▸ **REQUIRED WORK**
1. In the horse-breeding thread, how tall is the grullo and white stallion?
2. List every username that appears as a post heading in the horse-breeding thread.

======== DOCUMENT SEGMENT ========

I will be breeding both Vana and Lexi next year, but have not decided which stallion to breed either/both mares to (the grullo & white stallion is 14.3 hh, but I love grullos, and the smoky black and white is 15.3, which gives me the height). Both stallions have barrel points, and great personalities, so I think I will wait to see them in person, and discuss genetics with the breeder.


----------



## BlueSpark (Feb 22, 2012)

^ I'm sure you've noticed, but both the above stallions are significantly butt high, especially the white/black one.


----------



## Druydess (Jan 25, 2008)

As it stands now, and things are always subject to change, but I plan to breed Solei back to Obsidian Dream S, as their filly this year is a stunning example of this cross, and I certainly would like another..:wink:

La Legacy de Solei:



Obsidian Dream S:





The result of this cross:




I will also breed Dream to Khassie:



And last, but not least, Magic is proudly booked to Denise Gainey's fine boy- HG Esquire:





HG Esquire:

HG Esquire+ was awarded Sire of the Year from the American Warmblood Society. His get presented for approval had the highest average score for the year: 78.531%.


----------



## Falcor74 (May 28, 2013)

BlueSpark said:


> ^ I'm sure you've noticed, but both the above stallions are significantly butt high, especially the white/black one.


Yes, and he also comes from halter line breeding, hence his smaller legs, so I am kind of leaning towards the grullo right now. My girls are both bigger, so I still may get the size I want. I am looking for a well put together horse that can handle mountain trail rides with an adult on its back. 

And I may still find one I like better, but I have to either pick one close enough to me to drive to, or limit to only one breeding if I AI due to cost.


----------



## TexasBlaze (Oct 4, 2010)

Falcor74 said:


> Yes, and he also comes from halter line breeding, hence his smaller legs, so I am kind of leaning towards the grullo right now. My girls are both bigger, so I still may get the size I want. I am looking for a well put together horse that can handle mountain trail rides with an adult on its back.
> 
> And I may still find one I like better, but I have to either pick one close enough to me to drive to, or limit to only one breeding if I AI due to cost.

======== DATA LISTING ========

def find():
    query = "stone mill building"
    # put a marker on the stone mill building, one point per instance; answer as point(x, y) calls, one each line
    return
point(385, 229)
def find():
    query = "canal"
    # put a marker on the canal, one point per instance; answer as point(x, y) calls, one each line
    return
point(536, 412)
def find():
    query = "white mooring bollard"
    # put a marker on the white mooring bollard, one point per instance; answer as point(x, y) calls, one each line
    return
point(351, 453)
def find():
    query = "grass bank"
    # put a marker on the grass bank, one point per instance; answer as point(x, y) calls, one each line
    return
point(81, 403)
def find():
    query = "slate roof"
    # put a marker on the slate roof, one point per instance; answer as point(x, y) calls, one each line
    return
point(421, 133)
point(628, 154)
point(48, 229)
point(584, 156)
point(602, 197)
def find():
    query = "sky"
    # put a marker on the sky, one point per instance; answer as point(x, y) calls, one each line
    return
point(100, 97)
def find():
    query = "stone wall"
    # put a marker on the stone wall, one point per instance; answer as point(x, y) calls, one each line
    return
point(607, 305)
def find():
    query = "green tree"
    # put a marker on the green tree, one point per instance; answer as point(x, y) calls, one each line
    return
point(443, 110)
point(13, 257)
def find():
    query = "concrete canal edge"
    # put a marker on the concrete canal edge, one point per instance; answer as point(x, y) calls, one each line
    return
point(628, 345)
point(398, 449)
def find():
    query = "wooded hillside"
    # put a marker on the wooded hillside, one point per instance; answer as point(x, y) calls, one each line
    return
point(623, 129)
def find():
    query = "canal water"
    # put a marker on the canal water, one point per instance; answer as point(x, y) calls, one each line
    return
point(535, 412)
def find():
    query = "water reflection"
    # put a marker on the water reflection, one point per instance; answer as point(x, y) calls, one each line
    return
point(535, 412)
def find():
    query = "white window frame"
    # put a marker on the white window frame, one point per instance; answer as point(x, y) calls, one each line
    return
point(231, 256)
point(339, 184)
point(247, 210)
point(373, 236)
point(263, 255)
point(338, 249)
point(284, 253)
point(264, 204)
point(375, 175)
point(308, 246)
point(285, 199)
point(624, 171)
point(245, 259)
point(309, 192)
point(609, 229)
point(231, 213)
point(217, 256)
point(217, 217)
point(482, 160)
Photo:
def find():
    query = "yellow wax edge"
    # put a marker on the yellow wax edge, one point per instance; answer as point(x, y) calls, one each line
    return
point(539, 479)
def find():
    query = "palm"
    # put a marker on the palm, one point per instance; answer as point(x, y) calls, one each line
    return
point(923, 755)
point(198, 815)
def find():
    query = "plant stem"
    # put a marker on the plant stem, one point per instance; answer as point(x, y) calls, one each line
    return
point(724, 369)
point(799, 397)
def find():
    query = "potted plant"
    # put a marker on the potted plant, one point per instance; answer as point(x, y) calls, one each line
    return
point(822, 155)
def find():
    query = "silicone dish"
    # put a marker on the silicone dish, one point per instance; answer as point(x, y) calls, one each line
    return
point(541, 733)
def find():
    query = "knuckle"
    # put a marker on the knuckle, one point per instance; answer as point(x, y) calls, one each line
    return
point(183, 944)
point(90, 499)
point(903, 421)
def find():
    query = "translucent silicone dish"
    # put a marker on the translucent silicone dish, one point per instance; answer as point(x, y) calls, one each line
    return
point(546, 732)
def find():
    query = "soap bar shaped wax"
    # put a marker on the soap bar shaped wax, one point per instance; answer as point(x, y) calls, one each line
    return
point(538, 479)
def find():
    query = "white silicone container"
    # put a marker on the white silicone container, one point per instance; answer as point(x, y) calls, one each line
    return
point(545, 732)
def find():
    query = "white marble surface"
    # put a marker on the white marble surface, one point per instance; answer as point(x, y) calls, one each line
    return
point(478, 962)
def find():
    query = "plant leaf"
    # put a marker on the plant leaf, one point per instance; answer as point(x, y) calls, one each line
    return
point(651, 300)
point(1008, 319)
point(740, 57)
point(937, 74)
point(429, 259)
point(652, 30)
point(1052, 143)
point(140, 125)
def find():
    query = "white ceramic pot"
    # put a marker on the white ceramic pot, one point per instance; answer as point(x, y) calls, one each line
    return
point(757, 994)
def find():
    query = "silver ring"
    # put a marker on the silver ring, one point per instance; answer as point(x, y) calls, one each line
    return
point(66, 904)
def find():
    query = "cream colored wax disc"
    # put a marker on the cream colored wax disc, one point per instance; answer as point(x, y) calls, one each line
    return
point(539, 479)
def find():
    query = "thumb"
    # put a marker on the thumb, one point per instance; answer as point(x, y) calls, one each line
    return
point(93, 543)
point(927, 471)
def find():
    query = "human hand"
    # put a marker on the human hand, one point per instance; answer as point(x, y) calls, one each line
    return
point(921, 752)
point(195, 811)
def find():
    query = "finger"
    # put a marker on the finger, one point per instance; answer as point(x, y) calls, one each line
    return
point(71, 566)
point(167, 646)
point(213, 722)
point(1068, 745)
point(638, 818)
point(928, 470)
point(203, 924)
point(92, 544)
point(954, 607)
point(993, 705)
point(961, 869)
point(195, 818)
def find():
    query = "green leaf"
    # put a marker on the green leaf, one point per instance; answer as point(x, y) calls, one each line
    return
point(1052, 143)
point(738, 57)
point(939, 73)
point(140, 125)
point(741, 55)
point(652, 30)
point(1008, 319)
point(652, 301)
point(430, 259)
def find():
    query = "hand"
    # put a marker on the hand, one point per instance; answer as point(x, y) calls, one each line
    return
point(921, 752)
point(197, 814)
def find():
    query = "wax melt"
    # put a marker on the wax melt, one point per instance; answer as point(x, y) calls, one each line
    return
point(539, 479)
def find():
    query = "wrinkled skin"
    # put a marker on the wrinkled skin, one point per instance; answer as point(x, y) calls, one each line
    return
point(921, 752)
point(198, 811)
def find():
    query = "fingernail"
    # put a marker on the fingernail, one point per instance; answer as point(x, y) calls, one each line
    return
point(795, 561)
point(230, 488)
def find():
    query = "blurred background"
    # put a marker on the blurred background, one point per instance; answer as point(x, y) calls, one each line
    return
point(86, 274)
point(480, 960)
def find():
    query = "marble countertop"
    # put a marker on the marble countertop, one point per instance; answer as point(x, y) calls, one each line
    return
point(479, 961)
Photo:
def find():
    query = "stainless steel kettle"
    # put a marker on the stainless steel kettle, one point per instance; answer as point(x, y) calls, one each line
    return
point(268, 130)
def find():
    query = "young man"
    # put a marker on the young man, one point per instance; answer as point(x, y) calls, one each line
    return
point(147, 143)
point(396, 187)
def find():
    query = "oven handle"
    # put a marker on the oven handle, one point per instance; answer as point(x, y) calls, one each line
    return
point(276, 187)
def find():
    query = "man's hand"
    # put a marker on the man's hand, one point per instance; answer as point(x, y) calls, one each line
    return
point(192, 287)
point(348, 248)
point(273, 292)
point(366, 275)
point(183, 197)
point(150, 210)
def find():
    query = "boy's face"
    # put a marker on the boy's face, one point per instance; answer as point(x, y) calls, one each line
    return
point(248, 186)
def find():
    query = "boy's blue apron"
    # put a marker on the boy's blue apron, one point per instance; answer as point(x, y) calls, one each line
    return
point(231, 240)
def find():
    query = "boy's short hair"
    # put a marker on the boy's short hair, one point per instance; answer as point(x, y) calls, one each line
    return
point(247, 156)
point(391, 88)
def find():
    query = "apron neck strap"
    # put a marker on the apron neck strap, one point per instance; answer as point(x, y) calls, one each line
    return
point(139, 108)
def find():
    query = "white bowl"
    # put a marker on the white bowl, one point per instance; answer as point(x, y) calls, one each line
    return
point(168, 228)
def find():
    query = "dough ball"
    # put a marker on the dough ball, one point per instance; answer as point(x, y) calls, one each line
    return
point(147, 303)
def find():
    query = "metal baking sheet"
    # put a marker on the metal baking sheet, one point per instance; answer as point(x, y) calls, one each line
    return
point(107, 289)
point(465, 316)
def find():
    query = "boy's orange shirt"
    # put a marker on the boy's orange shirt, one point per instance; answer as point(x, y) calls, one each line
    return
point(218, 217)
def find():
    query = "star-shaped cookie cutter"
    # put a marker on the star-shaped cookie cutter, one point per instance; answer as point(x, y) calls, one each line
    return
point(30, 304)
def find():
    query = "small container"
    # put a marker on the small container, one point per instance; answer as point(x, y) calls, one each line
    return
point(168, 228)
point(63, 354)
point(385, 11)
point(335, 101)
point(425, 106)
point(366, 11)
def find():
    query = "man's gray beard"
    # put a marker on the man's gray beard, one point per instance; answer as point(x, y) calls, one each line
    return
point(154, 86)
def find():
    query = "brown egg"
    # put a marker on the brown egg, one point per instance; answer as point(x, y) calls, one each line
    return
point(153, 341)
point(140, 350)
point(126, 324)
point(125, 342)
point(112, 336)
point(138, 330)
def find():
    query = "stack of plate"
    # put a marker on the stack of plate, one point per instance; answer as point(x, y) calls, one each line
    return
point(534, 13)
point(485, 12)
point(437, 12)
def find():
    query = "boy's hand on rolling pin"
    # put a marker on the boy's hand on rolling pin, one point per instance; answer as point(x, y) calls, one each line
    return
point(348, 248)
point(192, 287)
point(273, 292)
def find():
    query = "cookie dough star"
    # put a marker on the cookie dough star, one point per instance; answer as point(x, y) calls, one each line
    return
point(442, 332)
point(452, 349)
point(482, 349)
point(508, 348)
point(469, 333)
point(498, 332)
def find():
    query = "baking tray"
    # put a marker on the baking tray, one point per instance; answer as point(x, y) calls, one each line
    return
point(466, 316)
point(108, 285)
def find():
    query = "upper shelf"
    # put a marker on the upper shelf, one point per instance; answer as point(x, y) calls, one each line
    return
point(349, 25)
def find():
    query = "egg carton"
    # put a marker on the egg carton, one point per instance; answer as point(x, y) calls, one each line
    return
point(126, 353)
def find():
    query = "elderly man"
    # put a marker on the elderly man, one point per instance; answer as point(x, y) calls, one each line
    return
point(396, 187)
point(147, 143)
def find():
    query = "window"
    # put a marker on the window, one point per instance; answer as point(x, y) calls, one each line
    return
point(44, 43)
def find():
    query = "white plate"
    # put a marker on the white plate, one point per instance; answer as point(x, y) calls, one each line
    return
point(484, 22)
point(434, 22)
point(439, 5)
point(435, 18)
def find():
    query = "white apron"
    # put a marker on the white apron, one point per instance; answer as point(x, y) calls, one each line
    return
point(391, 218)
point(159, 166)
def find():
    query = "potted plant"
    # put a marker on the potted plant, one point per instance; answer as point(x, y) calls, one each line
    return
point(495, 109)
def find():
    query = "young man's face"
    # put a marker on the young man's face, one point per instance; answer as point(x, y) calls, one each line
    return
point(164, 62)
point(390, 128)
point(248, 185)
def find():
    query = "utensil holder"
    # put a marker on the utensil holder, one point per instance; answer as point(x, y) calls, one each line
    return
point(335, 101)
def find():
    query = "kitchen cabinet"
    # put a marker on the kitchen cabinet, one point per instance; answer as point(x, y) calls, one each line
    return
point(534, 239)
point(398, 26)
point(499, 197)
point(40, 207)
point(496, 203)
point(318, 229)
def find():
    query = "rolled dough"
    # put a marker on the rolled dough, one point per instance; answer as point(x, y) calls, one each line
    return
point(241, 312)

========

▸ **RESPONSES FOR EACH TASK**
1. 14.3 hh

2. BlueSpark, Druydess, Falcor74, TexasBlaze